SHORT PROBLEM - Pick out and copy every line of the records below that contains the string "face". Matching is case-sensitive.
Start of DATA SECTION
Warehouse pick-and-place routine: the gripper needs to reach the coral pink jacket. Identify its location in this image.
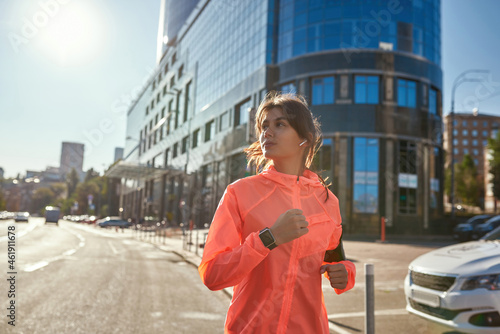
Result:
[198,167,356,334]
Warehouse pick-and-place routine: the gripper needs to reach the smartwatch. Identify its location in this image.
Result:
[259,227,278,250]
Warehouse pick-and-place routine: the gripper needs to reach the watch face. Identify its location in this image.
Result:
[260,230,274,247]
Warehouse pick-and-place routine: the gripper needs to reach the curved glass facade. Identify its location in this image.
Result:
[278,0,441,65]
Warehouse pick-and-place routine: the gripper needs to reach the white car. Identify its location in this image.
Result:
[404,227,500,334]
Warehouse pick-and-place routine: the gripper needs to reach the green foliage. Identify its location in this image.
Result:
[488,132,500,198]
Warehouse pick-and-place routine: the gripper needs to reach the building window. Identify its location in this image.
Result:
[191,129,200,148]
[181,136,189,154]
[354,75,379,104]
[398,79,417,108]
[172,143,179,158]
[234,99,252,126]
[429,88,437,115]
[177,65,184,79]
[163,148,170,168]
[312,77,335,105]
[205,120,215,143]
[281,82,297,94]
[219,111,229,131]
[398,140,418,214]
[353,137,379,213]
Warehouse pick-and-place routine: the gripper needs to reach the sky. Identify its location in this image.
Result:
[0,0,500,177]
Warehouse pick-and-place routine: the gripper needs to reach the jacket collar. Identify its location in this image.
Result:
[260,166,323,187]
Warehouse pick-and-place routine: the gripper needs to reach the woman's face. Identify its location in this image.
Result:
[259,108,308,164]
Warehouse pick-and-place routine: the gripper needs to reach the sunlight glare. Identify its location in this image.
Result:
[39,2,105,66]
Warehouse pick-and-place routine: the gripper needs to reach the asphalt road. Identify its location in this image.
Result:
[0,218,468,334]
[0,218,229,334]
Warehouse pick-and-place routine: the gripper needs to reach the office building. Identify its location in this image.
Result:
[59,142,84,178]
[108,0,446,236]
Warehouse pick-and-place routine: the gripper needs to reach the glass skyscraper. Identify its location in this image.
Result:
[113,0,443,235]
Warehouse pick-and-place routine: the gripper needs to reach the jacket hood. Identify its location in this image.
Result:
[260,166,323,188]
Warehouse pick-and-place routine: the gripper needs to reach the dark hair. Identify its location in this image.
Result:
[244,91,329,200]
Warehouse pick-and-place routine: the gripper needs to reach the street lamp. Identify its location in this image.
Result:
[450,70,490,220]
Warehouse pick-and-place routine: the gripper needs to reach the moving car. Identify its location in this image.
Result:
[14,212,30,222]
[45,206,61,225]
[97,217,132,228]
[472,216,500,240]
[404,227,500,334]
[453,215,491,241]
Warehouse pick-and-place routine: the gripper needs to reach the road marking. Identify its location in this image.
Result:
[328,308,408,320]
[23,261,49,272]
[328,321,351,334]
[179,312,224,320]
[0,219,43,242]
[22,227,85,272]
[108,240,118,254]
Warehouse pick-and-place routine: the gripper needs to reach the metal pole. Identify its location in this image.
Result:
[365,263,375,334]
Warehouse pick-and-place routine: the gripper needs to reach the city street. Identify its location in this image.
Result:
[0,218,229,334]
[0,218,464,334]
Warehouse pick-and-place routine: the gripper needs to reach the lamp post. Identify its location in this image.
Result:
[450,70,490,220]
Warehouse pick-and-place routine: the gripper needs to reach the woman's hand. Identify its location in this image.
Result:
[270,209,309,245]
[320,263,348,290]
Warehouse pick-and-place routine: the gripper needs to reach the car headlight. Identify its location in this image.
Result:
[461,274,500,290]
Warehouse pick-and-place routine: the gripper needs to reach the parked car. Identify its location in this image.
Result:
[45,206,61,225]
[404,227,500,334]
[97,217,131,228]
[472,216,500,240]
[453,215,491,241]
[14,212,30,222]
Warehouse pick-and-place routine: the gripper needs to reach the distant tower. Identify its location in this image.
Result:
[59,142,84,176]
[113,147,123,162]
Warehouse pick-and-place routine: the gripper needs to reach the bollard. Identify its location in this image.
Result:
[365,263,375,334]
[194,230,199,255]
[380,217,385,242]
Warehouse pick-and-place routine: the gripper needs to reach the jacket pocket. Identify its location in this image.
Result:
[299,214,335,260]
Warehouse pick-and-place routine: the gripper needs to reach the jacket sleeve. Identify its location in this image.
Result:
[323,193,356,295]
[198,186,270,290]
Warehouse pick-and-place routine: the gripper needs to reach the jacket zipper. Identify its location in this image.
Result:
[278,176,302,334]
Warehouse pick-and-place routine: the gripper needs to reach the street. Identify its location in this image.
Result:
[0,218,229,334]
[0,218,464,334]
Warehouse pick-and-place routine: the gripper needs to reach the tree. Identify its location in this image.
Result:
[66,168,80,198]
[488,132,500,198]
[455,154,479,205]
[31,188,56,212]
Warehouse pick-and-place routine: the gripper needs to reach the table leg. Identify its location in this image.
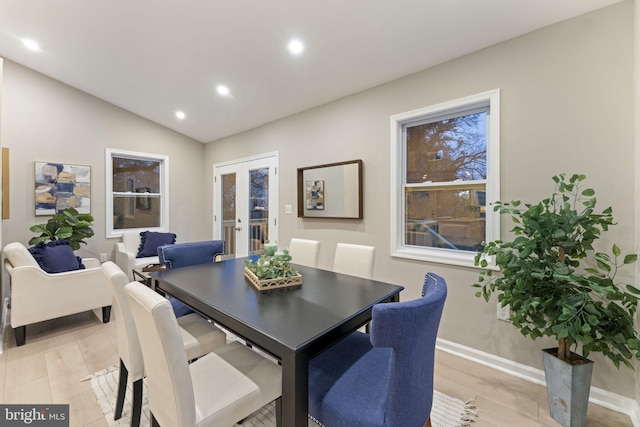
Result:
[282,351,309,427]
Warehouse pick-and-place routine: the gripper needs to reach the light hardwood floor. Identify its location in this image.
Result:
[0,312,632,427]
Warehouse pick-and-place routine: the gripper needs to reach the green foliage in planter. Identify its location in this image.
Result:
[244,249,297,280]
[29,208,94,251]
[472,174,640,369]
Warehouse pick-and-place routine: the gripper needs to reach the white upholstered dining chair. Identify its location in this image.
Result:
[102,261,227,427]
[289,237,320,268]
[125,282,282,427]
[333,243,376,279]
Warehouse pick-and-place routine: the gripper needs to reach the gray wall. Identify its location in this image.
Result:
[206,1,636,398]
[2,59,211,259]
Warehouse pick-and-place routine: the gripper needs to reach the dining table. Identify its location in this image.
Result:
[150,257,404,427]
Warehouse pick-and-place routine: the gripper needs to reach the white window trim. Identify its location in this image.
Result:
[390,89,500,267]
[105,148,169,238]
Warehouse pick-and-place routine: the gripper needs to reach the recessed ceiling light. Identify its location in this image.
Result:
[216,85,230,96]
[289,40,304,55]
[22,40,40,51]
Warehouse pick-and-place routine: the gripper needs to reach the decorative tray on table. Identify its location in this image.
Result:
[244,244,302,291]
[244,267,302,291]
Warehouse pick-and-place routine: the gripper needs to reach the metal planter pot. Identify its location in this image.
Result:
[542,348,593,427]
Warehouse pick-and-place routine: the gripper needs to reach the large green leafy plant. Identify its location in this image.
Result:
[473,174,640,368]
[29,208,94,251]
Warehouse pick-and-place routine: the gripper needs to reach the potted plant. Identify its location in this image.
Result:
[472,174,640,426]
[29,208,94,251]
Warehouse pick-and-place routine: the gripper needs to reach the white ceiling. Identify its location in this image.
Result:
[0,0,620,142]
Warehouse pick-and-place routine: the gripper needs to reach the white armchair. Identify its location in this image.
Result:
[4,242,113,346]
[116,231,160,282]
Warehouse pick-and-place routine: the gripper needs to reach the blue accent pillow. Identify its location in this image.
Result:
[136,231,176,258]
[29,240,84,273]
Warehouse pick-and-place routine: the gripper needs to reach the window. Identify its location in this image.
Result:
[391,90,500,266]
[106,149,169,237]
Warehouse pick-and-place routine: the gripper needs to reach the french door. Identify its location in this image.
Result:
[213,152,278,258]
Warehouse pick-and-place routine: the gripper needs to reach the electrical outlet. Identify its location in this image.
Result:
[497,303,511,321]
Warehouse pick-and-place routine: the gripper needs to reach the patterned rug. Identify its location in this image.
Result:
[82,365,478,427]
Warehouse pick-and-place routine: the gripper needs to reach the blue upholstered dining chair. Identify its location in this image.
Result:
[158,240,225,317]
[309,273,447,427]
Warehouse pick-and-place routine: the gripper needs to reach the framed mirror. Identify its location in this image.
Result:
[298,160,363,219]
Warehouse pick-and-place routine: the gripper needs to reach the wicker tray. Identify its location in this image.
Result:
[244,267,302,291]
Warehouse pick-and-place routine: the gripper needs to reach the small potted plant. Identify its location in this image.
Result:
[245,245,302,291]
[29,208,94,251]
[473,174,640,427]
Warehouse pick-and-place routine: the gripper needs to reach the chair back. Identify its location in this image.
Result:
[371,273,447,426]
[158,240,225,269]
[333,243,376,279]
[4,242,40,272]
[289,237,320,267]
[102,261,144,381]
[125,282,196,427]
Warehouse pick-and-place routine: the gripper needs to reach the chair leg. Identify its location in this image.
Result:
[131,378,142,427]
[276,397,282,427]
[149,412,160,427]
[102,305,111,323]
[13,325,27,347]
[113,359,129,420]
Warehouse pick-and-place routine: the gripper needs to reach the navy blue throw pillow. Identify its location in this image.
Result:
[136,231,176,258]
[29,240,84,273]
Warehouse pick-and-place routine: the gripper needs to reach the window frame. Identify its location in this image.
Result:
[390,89,500,267]
[105,148,169,238]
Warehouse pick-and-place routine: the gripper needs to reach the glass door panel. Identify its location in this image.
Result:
[214,156,277,258]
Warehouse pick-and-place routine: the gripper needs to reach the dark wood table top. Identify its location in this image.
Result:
[151,258,404,351]
[150,258,404,427]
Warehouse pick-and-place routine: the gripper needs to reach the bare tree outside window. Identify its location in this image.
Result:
[405,111,487,251]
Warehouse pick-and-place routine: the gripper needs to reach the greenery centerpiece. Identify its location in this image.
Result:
[472,174,640,425]
[244,249,297,280]
[245,249,302,290]
[29,208,94,251]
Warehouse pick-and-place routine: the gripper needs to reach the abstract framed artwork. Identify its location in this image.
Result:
[297,160,364,219]
[305,179,324,211]
[35,162,91,216]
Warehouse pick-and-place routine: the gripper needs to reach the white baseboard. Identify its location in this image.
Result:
[436,338,640,427]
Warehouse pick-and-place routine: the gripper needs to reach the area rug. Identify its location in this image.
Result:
[82,365,478,427]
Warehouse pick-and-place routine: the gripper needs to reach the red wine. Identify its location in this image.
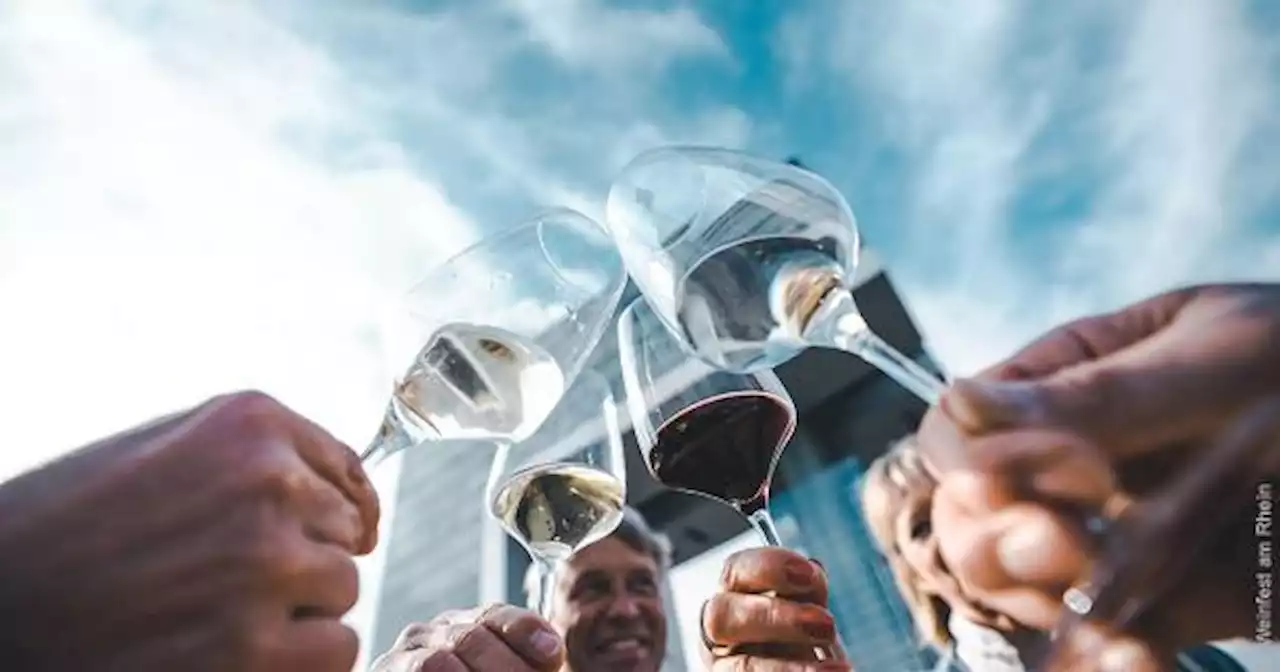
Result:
[646,392,795,509]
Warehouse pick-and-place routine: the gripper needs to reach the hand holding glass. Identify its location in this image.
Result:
[362,209,627,461]
[618,298,842,660]
[607,147,943,403]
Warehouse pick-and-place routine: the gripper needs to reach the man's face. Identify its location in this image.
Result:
[552,536,667,672]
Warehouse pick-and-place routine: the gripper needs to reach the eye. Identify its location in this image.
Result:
[572,579,609,600]
[911,517,933,541]
[631,576,658,596]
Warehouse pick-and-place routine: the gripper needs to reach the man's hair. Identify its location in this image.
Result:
[525,507,671,609]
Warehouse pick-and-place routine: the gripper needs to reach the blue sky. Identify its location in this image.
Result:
[0,0,1280,665]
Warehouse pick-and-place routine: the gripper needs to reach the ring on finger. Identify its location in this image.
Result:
[698,600,736,658]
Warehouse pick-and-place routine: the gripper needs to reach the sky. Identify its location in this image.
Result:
[0,0,1280,665]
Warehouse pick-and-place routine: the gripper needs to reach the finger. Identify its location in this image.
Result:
[296,471,365,553]
[1044,623,1175,672]
[449,623,535,672]
[280,543,360,620]
[481,604,564,669]
[276,618,360,672]
[951,429,1116,509]
[280,404,381,554]
[721,548,827,604]
[710,653,852,672]
[409,649,471,672]
[977,288,1198,380]
[936,503,1091,594]
[204,392,380,553]
[946,299,1275,458]
[703,593,836,646]
[1060,396,1280,642]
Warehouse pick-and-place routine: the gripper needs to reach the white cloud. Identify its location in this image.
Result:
[0,3,475,665]
[808,0,1280,374]
[502,0,728,78]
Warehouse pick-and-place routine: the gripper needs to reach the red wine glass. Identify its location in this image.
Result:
[618,298,842,660]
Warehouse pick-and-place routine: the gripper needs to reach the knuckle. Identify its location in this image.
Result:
[209,390,284,428]
[253,460,308,504]
[333,557,360,613]
[221,614,270,669]
[703,594,735,644]
[411,646,458,672]
[396,621,431,650]
[253,541,311,582]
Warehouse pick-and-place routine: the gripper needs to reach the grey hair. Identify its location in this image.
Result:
[525,507,671,609]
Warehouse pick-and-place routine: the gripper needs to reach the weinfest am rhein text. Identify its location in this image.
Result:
[1253,481,1275,643]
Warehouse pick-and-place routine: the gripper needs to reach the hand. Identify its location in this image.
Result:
[703,548,850,672]
[0,393,379,672]
[371,604,564,672]
[919,284,1280,470]
[1048,396,1280,672]
[918,285,1280,655]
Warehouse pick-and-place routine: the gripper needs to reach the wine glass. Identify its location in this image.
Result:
[362,209,627,462]
[605,147,943,403]
[485,371,627,617]
[618,298,841,660]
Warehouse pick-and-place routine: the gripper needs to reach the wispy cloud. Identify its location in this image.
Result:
[778,0,1280,372]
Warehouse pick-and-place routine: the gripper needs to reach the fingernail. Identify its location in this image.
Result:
[800,614,836,641]
[529,630,559,660]
[1098,643,1147,672]
[942,379,1038,434]
[996,525,1051,577]
[787,561,814,588]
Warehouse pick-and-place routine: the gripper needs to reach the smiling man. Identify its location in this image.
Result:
[525,508,671,672]
[372,508,849,672]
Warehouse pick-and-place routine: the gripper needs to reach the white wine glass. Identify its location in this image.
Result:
[485,371,627,617]
[362,209,627,463]
[617,298,842,660]
[605,147,943,403]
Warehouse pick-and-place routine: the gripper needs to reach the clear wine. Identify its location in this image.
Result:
[676,236,845,372]
[493,462,626,559]
[379,324,564,442]
[645,390,796,513]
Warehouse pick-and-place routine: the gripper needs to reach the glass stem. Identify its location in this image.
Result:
[746,504,782,547]
[746,504,845,660]
[805,289,946,406]
[534,558,556,621]
[360,403,417,468]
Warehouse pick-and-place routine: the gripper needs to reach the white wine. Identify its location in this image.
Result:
[676,237,845,372]
[492,462,625,559]
[378,324,564,442]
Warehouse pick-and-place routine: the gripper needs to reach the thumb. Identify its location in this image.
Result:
[941,318,1258,457]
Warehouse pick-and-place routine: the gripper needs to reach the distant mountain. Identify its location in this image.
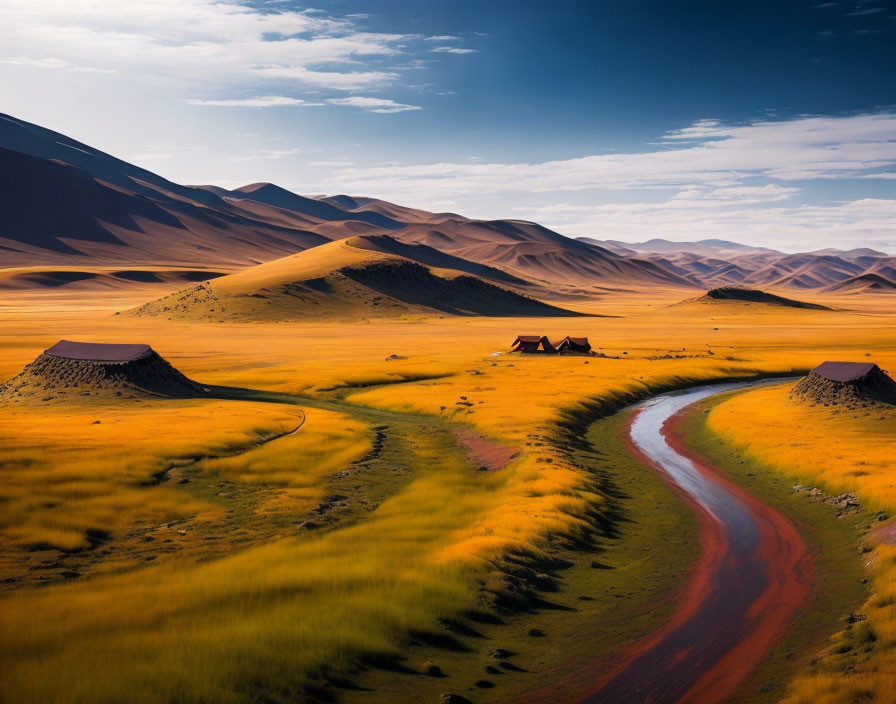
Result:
End of DATA SECTION
RIGHT ANSWER -
Warehouse pick-and-place routine: the gripper needs to reach the watch face. Identify its location in this image.
Warehouse pick-and-place routine: the gripper needs to reach the woman's face. Identify its location in this image.
Warehouse pick-and-place routine: the gripper needs to reach the man's face. Identify its location in this image.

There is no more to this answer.